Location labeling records
·····

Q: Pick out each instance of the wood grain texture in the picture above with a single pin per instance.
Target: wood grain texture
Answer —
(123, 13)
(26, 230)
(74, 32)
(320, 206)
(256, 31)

·····

Update the listing by replacing every occurrence of "wood grain texture" with "marble texture" and leaving everything else unchanged.

### Output
Q: Pick out each instance of the marble texture in the picture above with a single pin per instance.
Target: marble texture
Answer —
(123, 13)
(26, 230)
(74, 32)
(320, 206)
(256, 31)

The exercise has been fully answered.